- Text section
In ICSI, a single sperm is selected and inserted into an egg that has been obtained through IVF treatment. Although ICSI has been routinely used for almost 20 years, it is still considered a major development for the treatment of male infertility. It has been the solution for cases of very low-count, poor-quality and / or difficult to retrieve sperm.
With the use of fine micromanipulator equipment under microscopy, a sperm can be manually injected into an egg, triggering its fertilisation. ICSI is feasible because a sperm is 100 times smaller than an egg.
After fertilisation has occurred, 2-3 days or 5 days later(blastocyst stage),the best quality embryo(s) are selected and transferred back in the womb, as in IVF without ISCI. The number of embryos transferred entirely depends on your individual circumstances.
The end goal of an IVF with ICSI is to have an ongoing, healthy pregnancy followed by a live birth.
ICSI is the method of choice for male infertility, when the availability, quality and / or quantity of sperm are very limited.
Men with a very low-count (small number of sperm in the semen), defected-motility (limited movement) and / or abnormal-morphology (misshaped) sperm are good candidates for ICSI. In these cases, the good quality sperm from their samples, which exist but in a low percentage, are extracted and used for the injection.
This method is also recommended to couples that have a history of previous unsuccessful attempts with IVF.
ICSI may also be the method of choice, if the sperm comes from a frozen sample and its quality / survival after thawing is not as optimum for usage with IVF.
ICSI can also benefit men that have undergone a vasectomy or have azoospermia (lack of sperm in the semen). In these cases, the sperm is collected surgically form the sperm producing and storing tissues in the testicles or the epididymis (a tube structure inside the scrotum where sperm are stored and matured).
Our andrology specialist doctors can give you a full consultation and explain all aspects and risks involved for such procedures, based your individual circumstances. The options may include minor surgery for TEsticular Sperm Extraction (TESE) or Percutaneous Epididymal Sperm Extraction (PESE). Alternatively, microsurgery using a fine needle for the aspiration of sperm from where it is stored in the testes(TEsticular Sperm Aspiration (TESA))or epididymis (Percutaneous Epididymal Testicular Aspiration (PESA))can be employed.
In AAFC, we highly recommend chromosomal testing of embryos obtained by ICSI after a sperm recovery procedure. Hereditary anomalies can be detected through Preimplantation Genetic Diagnosis (PGD) and /or Preimplanation Genetic Screening (PGS).

- Records shown
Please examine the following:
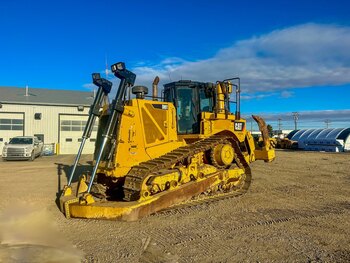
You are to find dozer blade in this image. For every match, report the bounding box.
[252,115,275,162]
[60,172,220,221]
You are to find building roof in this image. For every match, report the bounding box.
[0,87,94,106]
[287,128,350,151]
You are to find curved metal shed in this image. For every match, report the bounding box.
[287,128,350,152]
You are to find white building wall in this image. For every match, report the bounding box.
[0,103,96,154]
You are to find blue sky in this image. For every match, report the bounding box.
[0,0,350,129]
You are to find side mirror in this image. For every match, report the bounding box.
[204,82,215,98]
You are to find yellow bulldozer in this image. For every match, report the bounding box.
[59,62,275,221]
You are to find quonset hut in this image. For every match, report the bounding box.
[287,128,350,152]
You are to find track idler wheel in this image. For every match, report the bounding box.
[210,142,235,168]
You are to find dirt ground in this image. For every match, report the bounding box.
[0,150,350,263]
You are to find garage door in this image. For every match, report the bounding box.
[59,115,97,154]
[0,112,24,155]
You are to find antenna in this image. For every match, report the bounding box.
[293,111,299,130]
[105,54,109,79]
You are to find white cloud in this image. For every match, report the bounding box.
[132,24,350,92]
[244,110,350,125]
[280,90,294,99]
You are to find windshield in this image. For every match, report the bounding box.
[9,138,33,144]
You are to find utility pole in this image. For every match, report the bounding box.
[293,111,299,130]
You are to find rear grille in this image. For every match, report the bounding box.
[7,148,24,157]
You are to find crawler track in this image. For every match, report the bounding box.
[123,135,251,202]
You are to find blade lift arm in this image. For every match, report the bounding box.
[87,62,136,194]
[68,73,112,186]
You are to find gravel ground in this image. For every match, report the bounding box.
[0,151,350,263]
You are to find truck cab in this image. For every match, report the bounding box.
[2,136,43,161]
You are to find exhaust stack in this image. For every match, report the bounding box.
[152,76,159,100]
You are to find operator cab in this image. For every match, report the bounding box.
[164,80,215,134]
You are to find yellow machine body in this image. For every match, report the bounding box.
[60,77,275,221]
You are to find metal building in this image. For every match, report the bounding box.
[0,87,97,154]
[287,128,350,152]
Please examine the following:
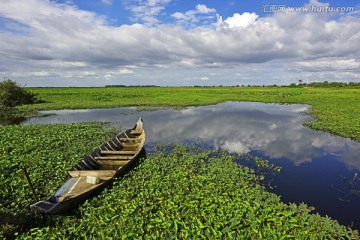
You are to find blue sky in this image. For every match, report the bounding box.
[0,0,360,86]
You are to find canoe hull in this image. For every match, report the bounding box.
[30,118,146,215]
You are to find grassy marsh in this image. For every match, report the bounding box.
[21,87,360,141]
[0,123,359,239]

---

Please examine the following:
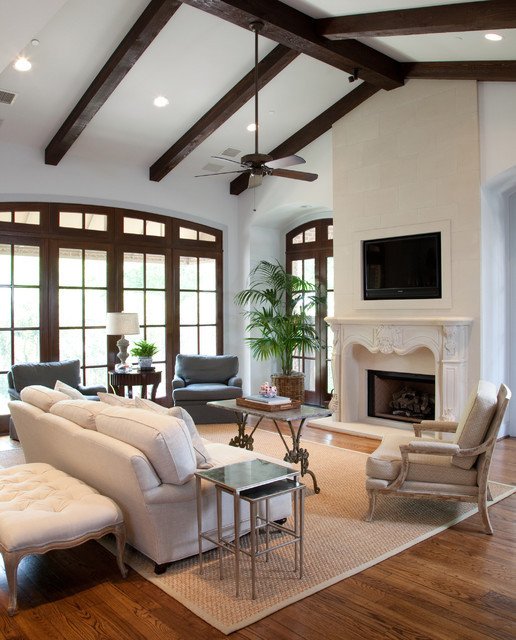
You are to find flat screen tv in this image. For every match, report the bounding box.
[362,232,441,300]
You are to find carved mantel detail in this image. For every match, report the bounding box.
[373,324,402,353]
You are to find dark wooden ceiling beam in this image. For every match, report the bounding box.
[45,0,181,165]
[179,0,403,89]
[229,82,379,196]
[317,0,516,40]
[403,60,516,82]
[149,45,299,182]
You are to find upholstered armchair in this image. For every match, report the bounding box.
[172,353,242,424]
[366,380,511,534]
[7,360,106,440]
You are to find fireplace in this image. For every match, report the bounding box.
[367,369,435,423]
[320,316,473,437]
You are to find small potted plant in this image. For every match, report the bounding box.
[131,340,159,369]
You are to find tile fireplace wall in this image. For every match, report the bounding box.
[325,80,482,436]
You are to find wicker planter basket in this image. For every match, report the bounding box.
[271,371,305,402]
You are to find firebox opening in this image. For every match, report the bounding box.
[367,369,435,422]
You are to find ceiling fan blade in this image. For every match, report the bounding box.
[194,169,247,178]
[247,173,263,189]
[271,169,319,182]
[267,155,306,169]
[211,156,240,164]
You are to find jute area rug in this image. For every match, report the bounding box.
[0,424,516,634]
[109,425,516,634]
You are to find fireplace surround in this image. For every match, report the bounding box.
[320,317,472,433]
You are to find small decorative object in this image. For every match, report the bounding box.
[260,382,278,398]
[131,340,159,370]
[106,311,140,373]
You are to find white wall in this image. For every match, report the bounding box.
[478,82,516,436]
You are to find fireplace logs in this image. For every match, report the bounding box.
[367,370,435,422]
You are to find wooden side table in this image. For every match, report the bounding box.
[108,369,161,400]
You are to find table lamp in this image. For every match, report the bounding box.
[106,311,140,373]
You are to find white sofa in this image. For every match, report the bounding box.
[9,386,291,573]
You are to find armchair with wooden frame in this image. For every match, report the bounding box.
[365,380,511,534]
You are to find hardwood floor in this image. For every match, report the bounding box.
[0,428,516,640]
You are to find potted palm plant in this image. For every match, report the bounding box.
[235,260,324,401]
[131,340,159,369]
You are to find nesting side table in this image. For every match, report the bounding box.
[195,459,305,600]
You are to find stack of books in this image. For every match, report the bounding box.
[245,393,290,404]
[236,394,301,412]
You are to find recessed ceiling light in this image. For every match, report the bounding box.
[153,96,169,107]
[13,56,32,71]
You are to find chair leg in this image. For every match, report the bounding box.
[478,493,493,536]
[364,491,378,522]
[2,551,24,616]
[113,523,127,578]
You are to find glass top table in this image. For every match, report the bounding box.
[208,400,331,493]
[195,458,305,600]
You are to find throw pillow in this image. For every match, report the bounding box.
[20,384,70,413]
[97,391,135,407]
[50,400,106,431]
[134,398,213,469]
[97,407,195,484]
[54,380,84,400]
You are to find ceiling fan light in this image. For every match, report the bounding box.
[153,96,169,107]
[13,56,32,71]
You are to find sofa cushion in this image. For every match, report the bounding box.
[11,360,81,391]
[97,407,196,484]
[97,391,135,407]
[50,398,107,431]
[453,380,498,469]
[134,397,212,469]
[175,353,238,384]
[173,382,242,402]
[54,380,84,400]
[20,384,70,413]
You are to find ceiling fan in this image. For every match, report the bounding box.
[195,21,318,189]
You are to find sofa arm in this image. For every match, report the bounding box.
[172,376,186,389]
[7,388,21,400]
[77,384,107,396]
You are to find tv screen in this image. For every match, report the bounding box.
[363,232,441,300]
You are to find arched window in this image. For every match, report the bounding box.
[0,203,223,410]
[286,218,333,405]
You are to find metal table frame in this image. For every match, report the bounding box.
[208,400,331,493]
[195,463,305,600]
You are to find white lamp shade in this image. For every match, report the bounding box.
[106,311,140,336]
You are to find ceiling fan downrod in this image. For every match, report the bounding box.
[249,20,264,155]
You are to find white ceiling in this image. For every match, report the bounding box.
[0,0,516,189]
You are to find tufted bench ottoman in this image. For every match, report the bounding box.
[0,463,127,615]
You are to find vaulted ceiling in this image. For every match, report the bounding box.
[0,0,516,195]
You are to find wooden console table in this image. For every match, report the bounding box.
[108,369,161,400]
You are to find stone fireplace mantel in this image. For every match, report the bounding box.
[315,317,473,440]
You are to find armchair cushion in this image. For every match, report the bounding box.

- Problem to solve
Reproduce word for word the part of the ICSI text between "In ICSI, a single" and "to retrieve sperm.", inclusive. The entries have no connection to the ICSI text.

- Response below
In ICSI, a single sperm is selected and inserted into an egg that has been obtained through IVF treatment. Although ICSI has been routinely used for almost 20 years, it is still considered a major development for the treatment of male infertility. It has been the solution for cases of very low-count, poor-quality and / or difficult to retrieve sperm.